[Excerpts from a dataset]
• • •

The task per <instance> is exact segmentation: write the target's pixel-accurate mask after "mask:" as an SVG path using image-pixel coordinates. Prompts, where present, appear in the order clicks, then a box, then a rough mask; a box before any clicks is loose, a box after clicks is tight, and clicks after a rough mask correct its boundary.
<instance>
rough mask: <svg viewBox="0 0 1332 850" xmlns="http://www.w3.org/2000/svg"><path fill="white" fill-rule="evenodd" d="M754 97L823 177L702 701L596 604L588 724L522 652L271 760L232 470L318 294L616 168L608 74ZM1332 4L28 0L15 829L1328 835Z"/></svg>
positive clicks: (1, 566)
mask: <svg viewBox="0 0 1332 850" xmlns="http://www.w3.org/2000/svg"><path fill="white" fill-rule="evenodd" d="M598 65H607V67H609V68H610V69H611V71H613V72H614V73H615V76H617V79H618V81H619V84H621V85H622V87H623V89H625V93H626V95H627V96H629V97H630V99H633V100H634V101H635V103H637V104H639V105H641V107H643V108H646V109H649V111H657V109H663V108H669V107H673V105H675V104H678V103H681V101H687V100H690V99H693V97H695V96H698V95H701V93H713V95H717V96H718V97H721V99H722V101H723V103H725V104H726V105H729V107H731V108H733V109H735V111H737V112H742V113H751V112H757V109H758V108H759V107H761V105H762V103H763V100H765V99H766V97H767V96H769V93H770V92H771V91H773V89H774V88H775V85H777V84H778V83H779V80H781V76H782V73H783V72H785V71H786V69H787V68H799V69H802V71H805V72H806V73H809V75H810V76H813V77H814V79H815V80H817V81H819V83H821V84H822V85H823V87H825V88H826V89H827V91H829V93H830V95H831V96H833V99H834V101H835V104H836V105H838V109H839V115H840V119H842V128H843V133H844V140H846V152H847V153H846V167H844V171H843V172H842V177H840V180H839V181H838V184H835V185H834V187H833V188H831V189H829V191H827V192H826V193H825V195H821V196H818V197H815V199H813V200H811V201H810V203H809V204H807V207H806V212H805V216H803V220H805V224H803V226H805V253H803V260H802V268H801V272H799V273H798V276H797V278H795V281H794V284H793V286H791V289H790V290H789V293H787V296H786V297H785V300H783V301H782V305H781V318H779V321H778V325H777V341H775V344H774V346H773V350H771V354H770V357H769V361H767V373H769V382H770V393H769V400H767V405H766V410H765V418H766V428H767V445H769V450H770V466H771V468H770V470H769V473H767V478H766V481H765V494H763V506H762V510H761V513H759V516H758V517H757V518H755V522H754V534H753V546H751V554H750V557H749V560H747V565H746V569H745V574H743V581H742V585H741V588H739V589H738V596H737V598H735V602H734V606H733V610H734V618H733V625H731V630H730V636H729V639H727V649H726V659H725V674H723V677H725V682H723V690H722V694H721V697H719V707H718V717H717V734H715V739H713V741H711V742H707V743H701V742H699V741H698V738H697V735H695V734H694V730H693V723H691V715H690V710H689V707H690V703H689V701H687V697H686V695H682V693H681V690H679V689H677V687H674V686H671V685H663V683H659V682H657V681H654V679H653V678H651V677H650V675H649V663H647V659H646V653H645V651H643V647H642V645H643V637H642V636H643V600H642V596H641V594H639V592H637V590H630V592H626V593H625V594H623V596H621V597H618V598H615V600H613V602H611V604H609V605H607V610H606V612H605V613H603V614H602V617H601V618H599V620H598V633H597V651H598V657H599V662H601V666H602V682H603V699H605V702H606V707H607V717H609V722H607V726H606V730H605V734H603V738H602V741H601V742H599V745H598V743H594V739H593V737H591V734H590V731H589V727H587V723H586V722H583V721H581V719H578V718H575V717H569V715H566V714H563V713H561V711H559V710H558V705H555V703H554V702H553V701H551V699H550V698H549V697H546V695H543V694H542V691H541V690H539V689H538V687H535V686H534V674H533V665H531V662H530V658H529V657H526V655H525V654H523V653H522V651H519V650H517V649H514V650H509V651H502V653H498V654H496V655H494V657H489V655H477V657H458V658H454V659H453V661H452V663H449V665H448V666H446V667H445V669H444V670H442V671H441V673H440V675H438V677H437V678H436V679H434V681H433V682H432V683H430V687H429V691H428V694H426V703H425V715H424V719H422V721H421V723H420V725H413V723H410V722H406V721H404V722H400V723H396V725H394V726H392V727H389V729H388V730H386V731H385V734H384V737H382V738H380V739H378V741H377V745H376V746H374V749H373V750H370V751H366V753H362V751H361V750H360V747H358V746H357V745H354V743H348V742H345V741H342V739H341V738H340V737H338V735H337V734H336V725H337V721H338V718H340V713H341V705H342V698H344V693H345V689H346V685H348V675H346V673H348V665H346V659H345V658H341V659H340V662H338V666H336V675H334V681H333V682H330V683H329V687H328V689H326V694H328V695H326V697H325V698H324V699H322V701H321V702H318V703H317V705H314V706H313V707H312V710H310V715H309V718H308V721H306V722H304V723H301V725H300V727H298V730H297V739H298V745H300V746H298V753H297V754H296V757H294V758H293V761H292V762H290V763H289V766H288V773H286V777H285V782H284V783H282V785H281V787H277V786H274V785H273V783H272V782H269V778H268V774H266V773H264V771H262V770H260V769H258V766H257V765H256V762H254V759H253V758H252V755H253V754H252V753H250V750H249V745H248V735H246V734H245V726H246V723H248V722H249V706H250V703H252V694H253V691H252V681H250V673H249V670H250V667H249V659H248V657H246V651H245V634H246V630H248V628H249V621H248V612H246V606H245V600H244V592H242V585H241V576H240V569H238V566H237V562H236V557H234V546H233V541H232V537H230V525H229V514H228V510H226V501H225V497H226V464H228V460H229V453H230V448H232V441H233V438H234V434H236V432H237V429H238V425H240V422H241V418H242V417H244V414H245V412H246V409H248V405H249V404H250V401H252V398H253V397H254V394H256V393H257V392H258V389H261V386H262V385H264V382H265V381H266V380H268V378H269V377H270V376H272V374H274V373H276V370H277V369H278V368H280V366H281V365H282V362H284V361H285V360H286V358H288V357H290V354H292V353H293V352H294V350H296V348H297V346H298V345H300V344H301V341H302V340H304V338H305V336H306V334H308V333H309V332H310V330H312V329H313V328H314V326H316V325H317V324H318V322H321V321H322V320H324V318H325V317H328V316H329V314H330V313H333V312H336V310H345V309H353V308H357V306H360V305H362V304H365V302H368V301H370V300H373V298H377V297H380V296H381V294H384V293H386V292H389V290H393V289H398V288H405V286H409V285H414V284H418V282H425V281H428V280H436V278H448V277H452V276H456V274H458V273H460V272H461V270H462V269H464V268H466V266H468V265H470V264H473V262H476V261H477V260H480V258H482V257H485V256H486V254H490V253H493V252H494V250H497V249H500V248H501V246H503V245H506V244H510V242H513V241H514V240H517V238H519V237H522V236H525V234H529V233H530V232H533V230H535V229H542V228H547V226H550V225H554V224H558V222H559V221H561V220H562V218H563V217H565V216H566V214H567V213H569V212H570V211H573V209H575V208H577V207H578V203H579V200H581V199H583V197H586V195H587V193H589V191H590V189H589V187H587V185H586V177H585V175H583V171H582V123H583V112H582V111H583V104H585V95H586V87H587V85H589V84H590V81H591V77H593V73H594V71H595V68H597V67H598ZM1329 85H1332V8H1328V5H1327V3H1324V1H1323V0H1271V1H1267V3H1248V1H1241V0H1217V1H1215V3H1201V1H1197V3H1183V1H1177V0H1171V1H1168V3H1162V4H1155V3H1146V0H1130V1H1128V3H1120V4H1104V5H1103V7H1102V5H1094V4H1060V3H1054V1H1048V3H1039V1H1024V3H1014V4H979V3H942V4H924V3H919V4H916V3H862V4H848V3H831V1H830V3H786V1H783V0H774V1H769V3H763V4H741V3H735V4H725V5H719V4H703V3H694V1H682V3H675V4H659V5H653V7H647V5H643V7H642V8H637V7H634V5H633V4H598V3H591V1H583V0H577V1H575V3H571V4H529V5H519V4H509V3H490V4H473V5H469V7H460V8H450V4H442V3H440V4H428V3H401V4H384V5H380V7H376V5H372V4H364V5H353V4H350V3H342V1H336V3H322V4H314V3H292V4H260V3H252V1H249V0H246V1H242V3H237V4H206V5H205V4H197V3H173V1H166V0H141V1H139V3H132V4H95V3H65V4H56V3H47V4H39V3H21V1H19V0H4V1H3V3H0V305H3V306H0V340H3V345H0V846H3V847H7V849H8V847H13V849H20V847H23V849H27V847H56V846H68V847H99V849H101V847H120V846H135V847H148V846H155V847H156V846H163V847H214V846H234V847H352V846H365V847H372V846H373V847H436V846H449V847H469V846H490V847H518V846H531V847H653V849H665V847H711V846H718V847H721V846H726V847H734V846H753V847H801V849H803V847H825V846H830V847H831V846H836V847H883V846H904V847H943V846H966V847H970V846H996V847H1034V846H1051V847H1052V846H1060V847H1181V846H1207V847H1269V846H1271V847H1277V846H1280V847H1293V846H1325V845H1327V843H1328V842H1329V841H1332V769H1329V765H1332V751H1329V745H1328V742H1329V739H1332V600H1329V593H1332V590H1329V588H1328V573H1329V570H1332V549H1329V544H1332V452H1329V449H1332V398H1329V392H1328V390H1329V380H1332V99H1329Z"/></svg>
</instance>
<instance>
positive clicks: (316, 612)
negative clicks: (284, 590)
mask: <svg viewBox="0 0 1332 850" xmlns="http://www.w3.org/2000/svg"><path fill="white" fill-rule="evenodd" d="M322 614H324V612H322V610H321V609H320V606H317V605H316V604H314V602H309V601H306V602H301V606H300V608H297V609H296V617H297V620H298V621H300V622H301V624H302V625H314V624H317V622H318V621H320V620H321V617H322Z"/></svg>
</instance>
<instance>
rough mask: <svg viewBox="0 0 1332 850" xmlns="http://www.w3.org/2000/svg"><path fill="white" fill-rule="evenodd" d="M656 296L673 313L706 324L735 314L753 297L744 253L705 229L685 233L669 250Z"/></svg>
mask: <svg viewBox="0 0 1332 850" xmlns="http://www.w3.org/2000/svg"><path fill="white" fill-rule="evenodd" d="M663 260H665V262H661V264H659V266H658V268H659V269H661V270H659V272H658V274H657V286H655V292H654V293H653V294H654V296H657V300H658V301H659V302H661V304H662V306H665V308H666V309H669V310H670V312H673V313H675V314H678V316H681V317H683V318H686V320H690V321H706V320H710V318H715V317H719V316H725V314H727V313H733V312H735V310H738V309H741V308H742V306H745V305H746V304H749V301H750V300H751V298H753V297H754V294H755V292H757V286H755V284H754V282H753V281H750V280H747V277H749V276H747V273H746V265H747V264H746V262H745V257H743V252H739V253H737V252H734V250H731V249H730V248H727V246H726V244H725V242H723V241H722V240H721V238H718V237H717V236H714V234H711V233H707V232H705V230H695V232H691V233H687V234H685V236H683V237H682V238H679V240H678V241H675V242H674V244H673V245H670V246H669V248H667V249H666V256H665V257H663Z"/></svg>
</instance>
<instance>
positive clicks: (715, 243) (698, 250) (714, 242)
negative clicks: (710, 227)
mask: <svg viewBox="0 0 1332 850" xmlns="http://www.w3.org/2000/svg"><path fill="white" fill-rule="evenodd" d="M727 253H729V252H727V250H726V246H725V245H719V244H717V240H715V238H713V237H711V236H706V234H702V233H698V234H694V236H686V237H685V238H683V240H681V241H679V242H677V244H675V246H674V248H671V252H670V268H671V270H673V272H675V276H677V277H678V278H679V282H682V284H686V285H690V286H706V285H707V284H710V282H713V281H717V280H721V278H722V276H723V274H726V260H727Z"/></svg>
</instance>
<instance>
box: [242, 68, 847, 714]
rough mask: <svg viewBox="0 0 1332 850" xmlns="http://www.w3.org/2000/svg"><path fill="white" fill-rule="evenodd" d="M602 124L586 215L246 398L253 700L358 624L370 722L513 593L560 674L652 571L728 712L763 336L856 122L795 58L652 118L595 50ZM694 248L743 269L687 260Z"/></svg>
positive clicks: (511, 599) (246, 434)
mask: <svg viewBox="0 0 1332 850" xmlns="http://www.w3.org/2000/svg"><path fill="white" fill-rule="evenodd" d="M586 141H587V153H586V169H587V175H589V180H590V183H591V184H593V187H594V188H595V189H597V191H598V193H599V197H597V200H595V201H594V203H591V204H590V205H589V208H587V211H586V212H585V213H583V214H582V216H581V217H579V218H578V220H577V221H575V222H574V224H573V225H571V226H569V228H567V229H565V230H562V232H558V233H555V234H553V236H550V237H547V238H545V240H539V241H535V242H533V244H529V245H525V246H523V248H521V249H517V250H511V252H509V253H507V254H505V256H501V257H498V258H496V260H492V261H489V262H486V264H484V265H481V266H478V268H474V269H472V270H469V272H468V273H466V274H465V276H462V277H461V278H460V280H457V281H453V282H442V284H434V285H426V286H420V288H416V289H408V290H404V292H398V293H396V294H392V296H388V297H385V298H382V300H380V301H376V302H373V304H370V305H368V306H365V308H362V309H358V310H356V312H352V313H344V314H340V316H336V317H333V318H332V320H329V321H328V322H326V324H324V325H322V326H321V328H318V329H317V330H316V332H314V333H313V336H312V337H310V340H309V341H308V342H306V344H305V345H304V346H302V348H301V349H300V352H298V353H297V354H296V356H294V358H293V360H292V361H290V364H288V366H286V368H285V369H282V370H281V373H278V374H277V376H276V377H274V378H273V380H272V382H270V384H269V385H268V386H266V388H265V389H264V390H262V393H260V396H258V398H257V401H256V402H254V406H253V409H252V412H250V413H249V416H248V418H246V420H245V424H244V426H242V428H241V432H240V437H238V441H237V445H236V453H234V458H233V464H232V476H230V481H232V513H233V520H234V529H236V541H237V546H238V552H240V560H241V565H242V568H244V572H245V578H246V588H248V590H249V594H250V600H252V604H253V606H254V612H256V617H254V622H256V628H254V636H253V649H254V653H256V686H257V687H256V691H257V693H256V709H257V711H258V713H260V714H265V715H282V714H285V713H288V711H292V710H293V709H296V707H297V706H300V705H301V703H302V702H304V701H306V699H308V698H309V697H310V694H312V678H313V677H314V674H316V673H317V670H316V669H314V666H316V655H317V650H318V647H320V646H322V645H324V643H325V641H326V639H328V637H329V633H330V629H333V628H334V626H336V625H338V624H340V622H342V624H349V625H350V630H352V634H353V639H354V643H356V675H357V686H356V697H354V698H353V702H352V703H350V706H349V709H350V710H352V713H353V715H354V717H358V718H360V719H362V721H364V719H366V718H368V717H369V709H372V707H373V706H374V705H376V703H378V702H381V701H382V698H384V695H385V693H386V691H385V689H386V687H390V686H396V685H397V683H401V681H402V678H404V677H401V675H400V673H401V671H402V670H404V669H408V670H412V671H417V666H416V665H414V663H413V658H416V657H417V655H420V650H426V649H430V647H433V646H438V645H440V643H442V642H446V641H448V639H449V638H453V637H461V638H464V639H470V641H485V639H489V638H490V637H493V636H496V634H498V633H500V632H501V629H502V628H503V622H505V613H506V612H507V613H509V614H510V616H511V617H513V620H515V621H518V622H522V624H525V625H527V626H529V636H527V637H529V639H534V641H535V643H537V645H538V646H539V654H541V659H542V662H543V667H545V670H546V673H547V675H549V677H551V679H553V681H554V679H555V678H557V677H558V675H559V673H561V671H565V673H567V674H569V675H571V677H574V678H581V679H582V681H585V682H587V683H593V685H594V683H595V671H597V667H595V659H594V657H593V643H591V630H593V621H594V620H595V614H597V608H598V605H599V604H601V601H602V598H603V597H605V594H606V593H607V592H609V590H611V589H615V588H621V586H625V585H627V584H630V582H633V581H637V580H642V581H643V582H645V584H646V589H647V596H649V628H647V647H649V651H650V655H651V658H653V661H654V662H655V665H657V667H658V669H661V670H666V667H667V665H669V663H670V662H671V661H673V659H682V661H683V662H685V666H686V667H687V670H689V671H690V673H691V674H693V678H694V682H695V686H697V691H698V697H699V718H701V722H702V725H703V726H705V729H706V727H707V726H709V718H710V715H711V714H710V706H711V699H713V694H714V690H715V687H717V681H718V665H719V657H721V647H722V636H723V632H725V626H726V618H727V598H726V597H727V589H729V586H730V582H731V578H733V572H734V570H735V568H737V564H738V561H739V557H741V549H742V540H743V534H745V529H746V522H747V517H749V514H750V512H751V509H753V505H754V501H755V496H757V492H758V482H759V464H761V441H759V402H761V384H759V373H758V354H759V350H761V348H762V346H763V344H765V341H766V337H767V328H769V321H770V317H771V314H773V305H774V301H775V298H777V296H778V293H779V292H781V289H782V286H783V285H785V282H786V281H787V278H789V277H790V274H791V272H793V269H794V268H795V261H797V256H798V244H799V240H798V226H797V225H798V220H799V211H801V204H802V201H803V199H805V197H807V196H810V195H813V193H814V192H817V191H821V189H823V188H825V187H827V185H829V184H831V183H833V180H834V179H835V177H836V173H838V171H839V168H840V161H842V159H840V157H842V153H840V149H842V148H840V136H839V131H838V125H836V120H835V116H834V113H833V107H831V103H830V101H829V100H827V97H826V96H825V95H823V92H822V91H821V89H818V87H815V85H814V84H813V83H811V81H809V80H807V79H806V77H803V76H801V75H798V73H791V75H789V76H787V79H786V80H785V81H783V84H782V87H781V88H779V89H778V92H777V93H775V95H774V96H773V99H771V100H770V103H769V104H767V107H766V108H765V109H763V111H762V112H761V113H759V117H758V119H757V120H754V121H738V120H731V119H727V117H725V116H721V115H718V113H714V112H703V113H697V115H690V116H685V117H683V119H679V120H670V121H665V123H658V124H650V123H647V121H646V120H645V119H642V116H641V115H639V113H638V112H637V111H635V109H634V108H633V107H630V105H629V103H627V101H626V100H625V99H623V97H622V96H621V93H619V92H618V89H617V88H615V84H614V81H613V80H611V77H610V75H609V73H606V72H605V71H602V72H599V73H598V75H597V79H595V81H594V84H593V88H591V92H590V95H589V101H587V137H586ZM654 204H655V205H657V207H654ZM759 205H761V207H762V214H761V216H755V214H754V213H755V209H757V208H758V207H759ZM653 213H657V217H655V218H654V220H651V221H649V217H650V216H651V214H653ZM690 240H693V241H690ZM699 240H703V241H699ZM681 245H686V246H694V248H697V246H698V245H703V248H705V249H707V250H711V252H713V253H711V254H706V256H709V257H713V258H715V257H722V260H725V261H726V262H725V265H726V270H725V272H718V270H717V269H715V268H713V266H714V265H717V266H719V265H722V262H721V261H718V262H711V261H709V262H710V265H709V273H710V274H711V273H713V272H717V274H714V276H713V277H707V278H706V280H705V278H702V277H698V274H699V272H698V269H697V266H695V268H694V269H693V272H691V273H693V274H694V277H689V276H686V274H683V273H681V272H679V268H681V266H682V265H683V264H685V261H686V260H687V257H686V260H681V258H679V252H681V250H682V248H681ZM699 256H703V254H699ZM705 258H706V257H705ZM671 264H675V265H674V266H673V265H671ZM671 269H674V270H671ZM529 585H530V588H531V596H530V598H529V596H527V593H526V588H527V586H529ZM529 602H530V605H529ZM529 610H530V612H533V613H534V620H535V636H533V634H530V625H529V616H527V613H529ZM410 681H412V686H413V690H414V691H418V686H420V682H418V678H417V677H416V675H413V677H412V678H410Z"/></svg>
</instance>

• • •

* [ASSIGNMENT]
Quote, word for word, every line from the top of the entries through the line that holds "97L823 177L702 701L596".

* [RESULT FOR THIS TASK]
The task per <instance> is exact segmentation: write the target's pixel-accurate mask after "mask:" as an SVG path using image-pixel coordinates. Prompts, where present, appear in the order clicks, then a box, then a rough mask; a box before any clicks is loose, a box after clicks is tight, and clicks after a rough mask correct its boundary.
<instance>
rough mask: <svg viewBox="0 0 1332 850" xmlns="http://www.w3.org/2000/svg"><path fill="white" fill-rule="evenodd" d="M754 97L823 177L702 701L596 604L588 724L522 652L271 760L232 470L318 294L616 168L608 74ZM1332 4L28 0L15 829L1328 835Z"/></svg>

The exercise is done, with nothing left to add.